**Directions for this task:**
Produce an exact transcription of the listing below, omitting the pictures.

**Records shown:**
======

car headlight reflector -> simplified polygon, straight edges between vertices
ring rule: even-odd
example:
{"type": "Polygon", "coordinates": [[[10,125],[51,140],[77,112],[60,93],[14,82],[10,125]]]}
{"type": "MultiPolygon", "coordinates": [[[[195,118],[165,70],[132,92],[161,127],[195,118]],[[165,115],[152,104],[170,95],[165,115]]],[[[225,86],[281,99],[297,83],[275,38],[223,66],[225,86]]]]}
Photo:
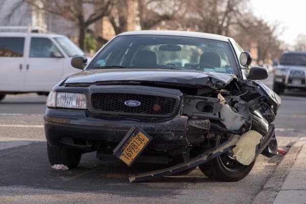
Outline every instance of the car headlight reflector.
{"type": "Polygon", "coordinates": [[[86,96],[84,93],[57,92],[56,107],[86,109],[86,96]]]}
{"type": "Polygon", "coordinates": [[[46,106],[48,107],[55,108],[56,105],[56,92],[50,91],[49,95],[47,98],[47,103],[46,106]]]}
{"type": "Polygon", "coordinates": [[[281,75],[281,76],[285,76],[287,74],[287,72],[288,71],[287,69],[276,69],[275,70],[274,74],[281,75]]]}

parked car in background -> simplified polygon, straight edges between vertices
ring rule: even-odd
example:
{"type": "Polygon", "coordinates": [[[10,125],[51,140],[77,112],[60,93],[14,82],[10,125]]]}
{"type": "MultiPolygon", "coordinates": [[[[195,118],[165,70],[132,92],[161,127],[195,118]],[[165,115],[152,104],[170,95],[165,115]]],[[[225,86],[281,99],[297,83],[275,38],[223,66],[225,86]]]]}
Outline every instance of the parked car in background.
{"type": "Polygon", "coordinates": [[[67,37],[41,28],[1,27],[2,31],[0,100],[9,93],[47,95],[62,78],[77,72],[71,58],[84,55],[67,37]]]}
{"type": "Polygon", "coordinates": [[[273,91],[283,93],[285,89],[306,88],[306,52],[290,52],[283,55],[274,67],[273,91]]]}
{"type": "MultiPolygon", "coordinates": [[[[237,181],[261,153],[277,153],[272,123],[280,99],[257,81],[248,52],[227,37],[185,31],[118,35],[83,71],[59,82],[44,116],[50,164],[76,167],[82,155],[160,163],[137,182],[199,166],[210,178],[237,181]],[[172,60],[172,61],[171,61],[172,60]]],[[[86,59],[71,64],[83,69],[86,59]]]]}

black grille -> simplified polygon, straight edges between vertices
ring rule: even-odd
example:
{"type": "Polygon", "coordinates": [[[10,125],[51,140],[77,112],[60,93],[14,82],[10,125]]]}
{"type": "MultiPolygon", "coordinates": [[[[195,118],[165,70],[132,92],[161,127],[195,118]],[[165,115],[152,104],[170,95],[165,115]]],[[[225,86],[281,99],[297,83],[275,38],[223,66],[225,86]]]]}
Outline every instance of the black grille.
{"type": "Polygon", "coordinates": [[[91,106],[98,112],[167,115],[173,112],[176,102],[173,98],[149,95],[117,93],[91,95],[91,106]],[[124,102],[129,100],[138,100],[141,104],[136,107],[128,106],[124,102]]]}

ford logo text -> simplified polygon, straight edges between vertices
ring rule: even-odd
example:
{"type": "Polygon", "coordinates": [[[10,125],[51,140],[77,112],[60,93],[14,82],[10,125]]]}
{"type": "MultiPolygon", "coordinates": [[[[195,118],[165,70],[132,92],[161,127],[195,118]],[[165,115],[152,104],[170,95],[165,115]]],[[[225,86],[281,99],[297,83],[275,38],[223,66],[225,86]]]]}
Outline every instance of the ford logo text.
{"type": "Polygon", "coordinates": [[[135,107],[136,106],[140,106],[141,103],[136,100],[129,100],[124,102],[124,104],[128,106],[131,106],[132,107],[135,107]]]}

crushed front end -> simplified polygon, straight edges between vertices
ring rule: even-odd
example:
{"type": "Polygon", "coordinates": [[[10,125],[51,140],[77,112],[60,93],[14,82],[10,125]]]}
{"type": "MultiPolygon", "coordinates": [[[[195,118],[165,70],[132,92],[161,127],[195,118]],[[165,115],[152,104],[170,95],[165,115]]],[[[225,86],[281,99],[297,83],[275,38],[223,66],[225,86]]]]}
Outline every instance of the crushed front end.
{"type": "Polygon", "coordinates": [[[204,78],[198,79],[198,84],[193,80],[192,84],[63,82],[54,91],[85,94],[87,108],[47,108],[44,124],[47,140],[51,146],[65,146],[82,153],[96,151],[99,159],[110,159],[131,127],[137,126],[152,139],[136,162],[171,166],[131,175],[131,182],[198,165],[209,177],[216,177],[218,172],[211,167],[216,158],[228,165],[228,169],[235,163],[239,168],[250,166],[243,173],[244,177],[259,154],[276,154],[271,122],[280,99],[262,83],[223,75],[225,82],[221,74],[205,76],[205,84],[204,78]],[[137,106],[135,101],[141,104],[137,106]]]}

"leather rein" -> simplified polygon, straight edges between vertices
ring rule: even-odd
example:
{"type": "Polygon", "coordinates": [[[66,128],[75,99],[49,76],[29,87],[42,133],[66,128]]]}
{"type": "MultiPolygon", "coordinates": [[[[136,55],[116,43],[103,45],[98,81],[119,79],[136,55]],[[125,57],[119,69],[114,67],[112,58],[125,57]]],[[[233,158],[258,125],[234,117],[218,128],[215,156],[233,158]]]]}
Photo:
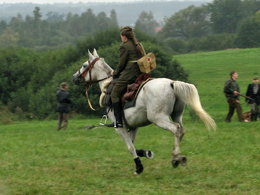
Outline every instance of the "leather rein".
{"type": "Polygon", "coordinates": [[[108,78],[108,77],[106,77],[104,78],[102,78],[99,80],[92,80],[92,78],[91,78],[91,70],[94,65],[95,64],[96,62],[98,62],[100,60],[99,58],[96,58],[92,62],[90,62],[90,60],[88,61],[88,66],[86,68],[85,70],[80,74],[80,69],[78,71],[78,80],[82,84],[85,86],[86,88],[86,97],[88,98],[88,105],[90,106],[90,107],[91,109],[92,109],[93,110],[98,110],[100,109],[101,108],[101,107],[100,107],[97,110],[95,110],[92,107],[92,105],[91,104],[90,102],[90,98],[88,98],[88,90],[90,90],[90,87],[92,86],[92,84],[96,84],[98,83],[102,80],[104,80],[105,79],[106,79],[108,78]],[[88,75],[89,75],[89,78],[88,80],[85,81],[85,76],[86,75],[88,72],[88,75]]]}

======

**Output:**
car headlight reflector -> simplified polygon, straight edges between vertices
ring rule: even-odd
example:
{"type": "Polygon", "coordinates": [[[10,125],[51,140],[77,112],[60,93],[14,82],[10,125]]]}
{"type": "MultiPolygon", "coordinates": [[[[195,118],[165,70],[132,92],[161,127],[195,118]],[[165,115],[152,104],[170,95],[165,115]]],[[[225,86],[281,99],[297,83],[275,38],[223,66],[225,86]]]]}
Photo:
Outline every instance of the car headlight reflector.
{"type": "Polygon", "coordinates": [[[86,96],[84,93],[57,92],[56,107],[86,109],[86,96]]]}
{"type": "Polygon", "coordinates": [[[46,106],[48,107],[55,108],[56,105],[56,92],[50,91],[49,95],[47,98],[47,103],[46,106]]]}
{"type": "Polygon", "coordinates": [[[281,75],[281,76],[285,76],[287,74],[287,72],[288,71],[287,69],[276,69],[275,70],[274,74],[281,75]]]}

parked car in background -> simplified polygon, straight edges between vertices
ring rule: even-odd
example:
{"type": "Polygon", "coordinates": [[[10,125],[51,140],[77,112],[60,93],[14,82],[10,125]]]}
{"type": "MultiPolygon", "coordinates": [[[[195,118],[165,70],[132,92],[161,127],[195,118]],[[165,115],[152,104],[170,95],[165,115]]],[[[225,86],[281,99],[297,83],[275,38],[223,66],[225,86]]]]}
Outline every instance of the parked car in background.
{"type": "Polygon", "coordinates": [[[67,37],[41,28],[1,27],[2,31],[0,100],[9,93],[47,95],[62,78],[77,72],[71,58],[84,55],[67,37]]]}
{"type": "Polygon", "coordinates": [[[273,91],[283,93],[285,89],[306,88],[306,52],[290,52],[283,55],[274,67],[273,91]]]}
{"type": "MultiPolygon", "coordinates": [[[[237,181],[261,153],[277,153],[272,123],[280,99],[257,81],[248,52],[227,37],[185,31],[118,35],[83,71],[59,82],[44,116],[50,164],[76,167],[82,155],[160,163],[137,182],[199,166],[210,178],[237,181]],[[172,60],[172,61],[171,61],[172,60]]],[[[86,59],[71,64],[83,69],[86,59]]]]}

black grille -> simplified polygon, straight edges between vertices
ring rule: even-odd
example:
{"type": "Polygon", "coordinates": [[[10,125],[51,140],[77,112],[60,93],[14,82],[10,125]]]}
{"type": "MultiPolygon", "coordinates": [[[[195,118],[165,70],[132,92],[161,127],[195,118]],[[165,115],[152,104],[170,95],[165,115]]],[[[225,86],[281,99],[297,83],[275,38],[223,66],[225,86]]]]}
Outline every instance of the black grille.
{"type": "Polygon", "coordinates": [[[91,106],[98,112],[167,115],[173,112],[176,102],[173,98],[149,95],[117,93],[91,95],[91,106]],[[124,102],[129,100],[138,100],[141,104],[136,107],[128,106],[124,102]]]}

ford logo text -> simplified polygon, straight edges between vertices
ring rule: even-odd
example:
{"type": "Polygon", "coordinates": [[[10,125],[51,140],[77,112],[60,93],[14,82],[10,125]]]}
{"type": "MultiPolygon", "coordinates": [[[[195,118],[165,70],[132,92],[161,127],[195,118]],[[165,115],[152,104],[170,95],[165,115]]],[[[225,86],[281,99],[297,83],[275,38],[223,66],[225,86]]]]}
Outline every instance of the ford logo text.
{"type": "Polygon", "coordinates": [[[135,107],[136,106],[140,106],[141,103],[136,100],[129,100],[124,102],[124,104],[128,106],[131,106],[132,107],[135,107]]]}

crushed front end -> simplified polygon, straight edges between vertices
ring rule: even-odd
example:
{"type": "Polygon", "coordinates": [[[10,125],[51,140],[77,112],[60,93],[14,82],[10,125]]]}
{"type": "MultiPolygon", "coordinates": [[[[195,118],[165,70],[132,92],[161,127],[195,118]],[[165,115],[152,104],[170,95],[165,115]]],[[[225,86],[281,99],[297,83],[275,38],[223,66],[225,86]]]]}
Outline every instance of the crushed front end.
{"type": "Polygon", "coordinates": [[[204,78],[198,79],[198,84],[193,80],[192,84],[63,82],[54,91],[85,94],[87,108],[47,108],[44,124],[47,140],[51,146],[65,146],[82,153],[96,151],[99,159],[110,159],[131,127],[137,126],[152,139],[136,162],[171,166],[131,175],[131,182],[198,165],[209,177],[216,177],[218,172],[211,167],[216,158],[228,165],[228,169],[235,163],[239,168],[250,166],[243,173],[244,177],[259,154],[276,154],[271,122],[280,99],[262,83],[223,75],[225,82],[221,74],[205,76],[205,84],[204,78]],[[137,106],[135,101],[141,104],[137,106]]]}

"leather rein" -> simplified polygon, straight edges between vertices
ring rule: even-odd
example:
{"type": "Polygon", "coordinates": [[[66,128],[75,99],[49,76],[29,87],[42,133],[66,128]]]}
{"type": "MultiPolygon", "coordinates": [[[[136,55],[116,43],[103,45],[98,81],[119,79],[136,55]],[[125,57],[119,69],[114,67],[112,58],[125,57]]],[[[233,158],[258,125],[234,117],[218,128],[215,156],[233,158]]]]}
Photo:
Outline every instance of the "leather rein".
{"type": "Polygon", "coordinates": [[[108,78],[108,77],[106,77],[104,78],[102,78],[99,80],[92,80],[92,78],[91,78],[91,70],[94,65],[95,64],[96,62],[98,62],[100,60],[99,58],[96,58],[92,62],[90,62],[90,60],[88,61],[88,66],[86,68],[85,70],[80,74],[80,69],[78,71],[78,80],[82,84],[85,86],[86,88],[86,97],[88,98],[88,105],[90,106],[90,107],[91,109],[92,109],[93,110],[98,110],[100,109],[101,108],[101,107],[100,107],[97,110],[95,110],[92,107],[92,105],[91,104],[90,102],[90,98],[88,98],[88,90],[90,90],[90,87],[92,86],[92,84],[96,84],[98,83],[102,80],[104,80],[105,79],[106,79],[108,78]],[[88,75],[89,75],[89,78],[88,80],[85,81],[85,76],[86,75],[88,72],[88,75]]]}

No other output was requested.